§ **CONSIGNE A**: Comptez les lignes des enregistrements qui contiennent la chaîne « camera », en tenant compte de la casse. Indiquez uniquement ce nombre.

§ **TEXTE SOURCE**:
Les Républicains payent la stratégie sarkozyste qui a consisté à vouloir capter une partie de l’électorat en tenant un discours de type sécuritaire-identitaire tout en défendant des positions européistes néolibérales. C’est la stratégie de Nicolas Sarkozy après le 21 avril 2002 puis, plus nettement encore, quand il prend en main l’UMP en 2005.  François Fillon est resté sur cette posture mais en « catholicisant » l’aspect identitaire.

Organiser l’UMP sur ces bases en 2005 n’était pas du tout ce qu’avait envisagé Alain Juppé quand il avait fondé « la Maison bleue » en 2002. Il s’agissait alors de créer ce qu’Emmanuel Macron et les Constructifs sont en train de faire : regrouper, autour du noyau giscardo-barriste et des chiraco-juppéistes convertis à l’Europe et au néolibéralisme, les radicaux menés par Jean-Louis Borloo, les démocrates-chrétiens, etc., et tenir une position « centriste », ou plutôt centrale, au sens partisan, entre les gauches en mauvais état et le FN.

Sarkozy a semblé l’emporter en 2007, profitant de la mauvaise campagne du « vieux », mais c’était en fait intenable dans la durée. On ne peut pas en effet être néolibéral, européiste, « mondialiste » dans le sens où le capitalisme libéral l’entend, et en même temps recréer des Etats nationaux forts avec des frontières fermées. Le système capitaliste « mondialisé » veut l’abolition des frontières économiques. Non seulement pour que les capitaux et les hommes circulent, notamment les travailleurs détachés, mais aussi parce que les résistances politiques de type démocratique se sont construites dans le cadre des Etats-nations. Dès lors, vider les Etats-nations de leur substance est une manière de liquider les acquis démocratiques et sociaux, certes imparfaits, incomplets, mais quand même assez considérables, surtout en France depuis la Révolution.

 

Donc, aujourd’hui, exit Sarkozy mais arrivée de Wauquiez à la tête de Les Républicains…

C’est là qu’intervient la différence entre familles politiques et partis politiques au sens strict. Les familles politiques, on peut les isoler les unes des autres : les néolibéraux ne sont pas les nationalistes qui ne sont pas les démocrates-chrétiens, etc. Mais ensuite, ces familles génèrent des forces politiques, les partis, qui ont leurs intérêts propres dans la conquête et l’exercice du pouvoir. Quand on est élu UMP/LR dans le Midi, c’est compliqué d’être macroniste à cause du poids de l’électorat frontiste. Si on veut récupérer les voix du FN au second tour, il faut tenir un discours qui permette cela. Et c’est là qu’il y a contradiction.

§ **ENREGISTREMENTS PRÉSENTÉS**:
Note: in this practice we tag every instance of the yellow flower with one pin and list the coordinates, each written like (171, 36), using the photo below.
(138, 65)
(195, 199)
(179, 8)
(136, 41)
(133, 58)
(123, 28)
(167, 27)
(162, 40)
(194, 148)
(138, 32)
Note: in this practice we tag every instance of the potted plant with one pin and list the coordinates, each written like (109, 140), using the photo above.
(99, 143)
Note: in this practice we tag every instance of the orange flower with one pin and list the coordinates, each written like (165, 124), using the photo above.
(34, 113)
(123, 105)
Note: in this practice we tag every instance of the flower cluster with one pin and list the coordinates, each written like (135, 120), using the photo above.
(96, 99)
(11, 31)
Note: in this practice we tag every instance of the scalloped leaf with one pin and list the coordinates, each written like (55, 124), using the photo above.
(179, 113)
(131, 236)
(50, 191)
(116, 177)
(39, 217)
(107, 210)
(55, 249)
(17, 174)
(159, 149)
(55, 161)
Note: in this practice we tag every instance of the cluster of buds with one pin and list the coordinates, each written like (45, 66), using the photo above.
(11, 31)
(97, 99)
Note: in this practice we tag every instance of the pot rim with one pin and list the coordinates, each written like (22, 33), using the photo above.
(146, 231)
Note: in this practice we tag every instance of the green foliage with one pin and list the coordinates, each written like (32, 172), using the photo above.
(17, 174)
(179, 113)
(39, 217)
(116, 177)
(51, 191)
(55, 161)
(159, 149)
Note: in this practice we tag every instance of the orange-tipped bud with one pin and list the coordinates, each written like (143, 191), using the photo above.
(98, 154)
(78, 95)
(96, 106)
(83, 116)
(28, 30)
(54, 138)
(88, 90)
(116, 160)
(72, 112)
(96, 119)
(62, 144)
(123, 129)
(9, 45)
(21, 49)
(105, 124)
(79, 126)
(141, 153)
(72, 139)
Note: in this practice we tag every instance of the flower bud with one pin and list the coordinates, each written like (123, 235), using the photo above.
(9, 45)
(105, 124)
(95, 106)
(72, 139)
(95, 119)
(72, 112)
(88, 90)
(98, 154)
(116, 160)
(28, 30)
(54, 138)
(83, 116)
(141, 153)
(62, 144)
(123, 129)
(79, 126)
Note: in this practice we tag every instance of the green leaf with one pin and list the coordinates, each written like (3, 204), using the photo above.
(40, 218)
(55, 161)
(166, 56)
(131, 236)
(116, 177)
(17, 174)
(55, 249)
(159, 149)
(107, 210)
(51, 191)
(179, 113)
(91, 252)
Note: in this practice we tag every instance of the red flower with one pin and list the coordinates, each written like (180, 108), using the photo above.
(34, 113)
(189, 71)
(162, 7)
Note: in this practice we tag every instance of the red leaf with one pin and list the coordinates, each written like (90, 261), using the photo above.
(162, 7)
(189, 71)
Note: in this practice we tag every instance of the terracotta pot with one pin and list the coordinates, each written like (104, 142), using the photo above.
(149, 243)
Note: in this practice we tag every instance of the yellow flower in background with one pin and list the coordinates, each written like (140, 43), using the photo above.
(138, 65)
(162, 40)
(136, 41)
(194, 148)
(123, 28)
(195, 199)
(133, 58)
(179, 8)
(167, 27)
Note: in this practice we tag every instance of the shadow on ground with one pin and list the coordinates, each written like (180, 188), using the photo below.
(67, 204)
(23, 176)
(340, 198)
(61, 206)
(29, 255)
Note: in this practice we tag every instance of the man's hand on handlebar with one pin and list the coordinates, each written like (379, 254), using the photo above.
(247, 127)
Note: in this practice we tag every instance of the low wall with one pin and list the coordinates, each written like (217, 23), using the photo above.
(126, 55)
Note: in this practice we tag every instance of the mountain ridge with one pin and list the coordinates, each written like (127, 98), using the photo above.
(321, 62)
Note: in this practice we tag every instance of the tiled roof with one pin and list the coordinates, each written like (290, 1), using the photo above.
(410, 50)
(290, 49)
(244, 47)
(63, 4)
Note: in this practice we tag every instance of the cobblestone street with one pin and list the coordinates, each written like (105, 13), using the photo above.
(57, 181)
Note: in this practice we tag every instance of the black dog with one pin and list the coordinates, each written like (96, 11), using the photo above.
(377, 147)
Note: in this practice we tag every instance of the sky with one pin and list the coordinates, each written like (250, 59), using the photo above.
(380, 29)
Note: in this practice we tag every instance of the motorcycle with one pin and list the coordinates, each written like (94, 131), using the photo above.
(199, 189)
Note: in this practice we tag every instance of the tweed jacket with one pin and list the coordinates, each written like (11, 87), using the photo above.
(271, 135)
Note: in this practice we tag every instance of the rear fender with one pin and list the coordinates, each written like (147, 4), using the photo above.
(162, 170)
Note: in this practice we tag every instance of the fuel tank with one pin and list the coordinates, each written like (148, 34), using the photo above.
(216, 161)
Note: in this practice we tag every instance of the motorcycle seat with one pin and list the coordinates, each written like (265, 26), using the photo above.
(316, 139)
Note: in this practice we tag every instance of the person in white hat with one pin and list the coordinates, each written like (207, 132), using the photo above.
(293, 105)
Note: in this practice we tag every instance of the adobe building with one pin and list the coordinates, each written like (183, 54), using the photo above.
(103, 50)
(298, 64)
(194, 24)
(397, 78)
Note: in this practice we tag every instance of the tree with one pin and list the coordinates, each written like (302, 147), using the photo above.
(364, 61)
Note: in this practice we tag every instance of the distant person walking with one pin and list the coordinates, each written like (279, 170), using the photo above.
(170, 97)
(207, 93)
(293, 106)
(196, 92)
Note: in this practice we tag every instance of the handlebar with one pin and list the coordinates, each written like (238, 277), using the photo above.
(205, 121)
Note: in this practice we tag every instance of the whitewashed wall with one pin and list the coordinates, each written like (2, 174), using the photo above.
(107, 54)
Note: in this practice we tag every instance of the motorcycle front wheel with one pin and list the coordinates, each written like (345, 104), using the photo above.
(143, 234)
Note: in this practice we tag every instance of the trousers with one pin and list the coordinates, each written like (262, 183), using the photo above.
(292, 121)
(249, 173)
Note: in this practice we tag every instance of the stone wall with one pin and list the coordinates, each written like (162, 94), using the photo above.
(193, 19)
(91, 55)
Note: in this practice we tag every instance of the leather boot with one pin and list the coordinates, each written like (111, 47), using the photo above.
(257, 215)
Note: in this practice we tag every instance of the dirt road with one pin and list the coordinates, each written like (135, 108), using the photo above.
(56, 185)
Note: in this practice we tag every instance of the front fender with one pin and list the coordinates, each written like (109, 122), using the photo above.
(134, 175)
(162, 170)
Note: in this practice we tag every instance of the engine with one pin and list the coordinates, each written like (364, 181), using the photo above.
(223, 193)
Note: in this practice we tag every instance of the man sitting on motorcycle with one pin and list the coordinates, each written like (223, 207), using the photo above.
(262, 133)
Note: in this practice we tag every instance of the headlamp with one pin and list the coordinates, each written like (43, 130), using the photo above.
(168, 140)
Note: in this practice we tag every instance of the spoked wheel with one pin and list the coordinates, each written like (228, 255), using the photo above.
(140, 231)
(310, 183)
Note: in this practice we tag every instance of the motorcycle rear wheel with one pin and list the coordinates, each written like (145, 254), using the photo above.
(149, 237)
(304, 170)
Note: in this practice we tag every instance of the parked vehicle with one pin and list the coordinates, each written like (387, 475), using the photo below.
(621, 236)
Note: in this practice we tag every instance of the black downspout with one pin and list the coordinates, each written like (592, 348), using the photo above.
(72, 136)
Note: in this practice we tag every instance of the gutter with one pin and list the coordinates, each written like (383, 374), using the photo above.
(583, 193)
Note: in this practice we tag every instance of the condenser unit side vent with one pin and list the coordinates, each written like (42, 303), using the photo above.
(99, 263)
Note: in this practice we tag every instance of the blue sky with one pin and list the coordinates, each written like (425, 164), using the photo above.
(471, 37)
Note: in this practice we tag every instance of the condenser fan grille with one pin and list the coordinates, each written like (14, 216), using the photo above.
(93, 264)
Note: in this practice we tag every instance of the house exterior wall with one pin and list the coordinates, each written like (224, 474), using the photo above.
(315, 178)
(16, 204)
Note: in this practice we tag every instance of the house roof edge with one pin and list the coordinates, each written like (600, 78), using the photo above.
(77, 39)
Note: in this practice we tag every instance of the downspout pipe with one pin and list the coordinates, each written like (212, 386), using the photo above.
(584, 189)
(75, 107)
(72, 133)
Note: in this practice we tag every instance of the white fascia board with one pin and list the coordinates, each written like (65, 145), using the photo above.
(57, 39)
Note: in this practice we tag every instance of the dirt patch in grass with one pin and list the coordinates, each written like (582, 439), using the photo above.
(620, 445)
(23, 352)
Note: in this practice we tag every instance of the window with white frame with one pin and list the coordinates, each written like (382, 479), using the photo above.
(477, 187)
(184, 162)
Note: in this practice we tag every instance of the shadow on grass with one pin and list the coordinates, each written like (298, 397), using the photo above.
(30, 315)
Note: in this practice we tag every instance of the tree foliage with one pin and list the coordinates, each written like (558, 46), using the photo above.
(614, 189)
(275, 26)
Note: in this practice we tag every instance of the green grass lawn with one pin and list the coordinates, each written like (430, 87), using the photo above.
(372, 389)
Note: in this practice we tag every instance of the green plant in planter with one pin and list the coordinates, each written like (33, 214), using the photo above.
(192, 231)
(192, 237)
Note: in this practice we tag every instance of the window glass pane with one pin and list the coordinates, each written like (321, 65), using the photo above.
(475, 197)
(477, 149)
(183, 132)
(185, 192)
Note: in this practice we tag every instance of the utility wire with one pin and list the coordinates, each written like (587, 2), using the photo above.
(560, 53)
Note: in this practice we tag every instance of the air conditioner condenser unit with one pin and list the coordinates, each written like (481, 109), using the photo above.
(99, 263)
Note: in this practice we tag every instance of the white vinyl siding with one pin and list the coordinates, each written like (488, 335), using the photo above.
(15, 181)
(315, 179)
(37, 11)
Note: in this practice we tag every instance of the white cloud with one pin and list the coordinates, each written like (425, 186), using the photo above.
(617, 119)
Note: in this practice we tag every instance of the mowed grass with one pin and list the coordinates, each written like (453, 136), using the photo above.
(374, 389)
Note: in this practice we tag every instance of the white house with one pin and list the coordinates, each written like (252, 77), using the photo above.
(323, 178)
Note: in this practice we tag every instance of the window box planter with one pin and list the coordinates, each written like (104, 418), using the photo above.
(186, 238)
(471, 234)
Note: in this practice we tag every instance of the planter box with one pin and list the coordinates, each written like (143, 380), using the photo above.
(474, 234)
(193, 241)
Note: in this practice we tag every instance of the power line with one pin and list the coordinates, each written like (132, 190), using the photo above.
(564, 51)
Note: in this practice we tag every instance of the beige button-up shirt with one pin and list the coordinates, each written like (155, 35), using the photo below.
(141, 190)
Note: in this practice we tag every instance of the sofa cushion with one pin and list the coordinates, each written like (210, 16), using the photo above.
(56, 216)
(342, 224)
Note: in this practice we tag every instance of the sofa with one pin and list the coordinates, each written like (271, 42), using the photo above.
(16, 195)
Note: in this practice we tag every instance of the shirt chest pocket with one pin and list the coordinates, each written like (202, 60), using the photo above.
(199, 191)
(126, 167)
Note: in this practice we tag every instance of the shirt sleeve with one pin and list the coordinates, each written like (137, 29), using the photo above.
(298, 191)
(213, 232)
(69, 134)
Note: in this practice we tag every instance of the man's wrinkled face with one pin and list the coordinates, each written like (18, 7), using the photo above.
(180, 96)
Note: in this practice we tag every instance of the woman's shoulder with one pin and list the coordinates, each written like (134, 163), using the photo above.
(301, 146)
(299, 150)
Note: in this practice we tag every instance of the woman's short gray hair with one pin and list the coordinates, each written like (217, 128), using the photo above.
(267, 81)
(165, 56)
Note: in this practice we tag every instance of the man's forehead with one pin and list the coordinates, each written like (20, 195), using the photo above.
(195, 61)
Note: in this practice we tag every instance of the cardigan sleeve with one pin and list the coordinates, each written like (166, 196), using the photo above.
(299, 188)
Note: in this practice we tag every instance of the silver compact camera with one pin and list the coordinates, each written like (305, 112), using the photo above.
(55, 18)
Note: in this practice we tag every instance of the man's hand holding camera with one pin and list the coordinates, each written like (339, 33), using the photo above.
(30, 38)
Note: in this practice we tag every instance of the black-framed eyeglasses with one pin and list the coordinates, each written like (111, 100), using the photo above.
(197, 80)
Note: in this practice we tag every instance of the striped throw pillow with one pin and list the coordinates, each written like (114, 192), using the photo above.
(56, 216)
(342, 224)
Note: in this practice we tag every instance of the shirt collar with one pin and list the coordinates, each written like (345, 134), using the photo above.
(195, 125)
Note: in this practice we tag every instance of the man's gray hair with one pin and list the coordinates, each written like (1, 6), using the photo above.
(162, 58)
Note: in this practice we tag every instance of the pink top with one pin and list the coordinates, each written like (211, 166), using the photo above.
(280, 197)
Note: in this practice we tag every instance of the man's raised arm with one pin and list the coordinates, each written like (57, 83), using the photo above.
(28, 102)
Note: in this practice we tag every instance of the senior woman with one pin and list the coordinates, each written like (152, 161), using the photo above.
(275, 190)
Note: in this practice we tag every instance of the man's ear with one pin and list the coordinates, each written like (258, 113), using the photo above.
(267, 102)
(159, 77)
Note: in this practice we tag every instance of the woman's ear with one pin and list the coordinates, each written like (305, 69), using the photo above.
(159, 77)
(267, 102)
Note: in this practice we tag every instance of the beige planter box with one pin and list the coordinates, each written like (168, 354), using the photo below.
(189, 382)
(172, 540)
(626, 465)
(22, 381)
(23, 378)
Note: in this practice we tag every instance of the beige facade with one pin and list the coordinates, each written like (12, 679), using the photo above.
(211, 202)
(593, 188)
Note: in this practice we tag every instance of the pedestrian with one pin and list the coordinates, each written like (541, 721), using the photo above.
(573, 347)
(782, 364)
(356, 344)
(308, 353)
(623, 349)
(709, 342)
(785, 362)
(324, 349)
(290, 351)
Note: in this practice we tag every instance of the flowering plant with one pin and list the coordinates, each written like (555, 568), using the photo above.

§ **CONSIGNE B**: D'après le texte sur Les Républicains, pourquoi est-il compliqué pour un élu UMP/LR du Midi d'être macroniste ? Répondez en une à trois phrases.

§ **RÉPONSE RÉDIGÉE A**: 2

§ **RÉPONSE RÉDIGÉE B**: C'est compliqué à cause du poids de l'électorat frontiste dans le Midi. Pour récupérer les voix du FN au second tour, l'élu doit tenir un discours qui le permette, et c'est là que le texte situe la contradiction.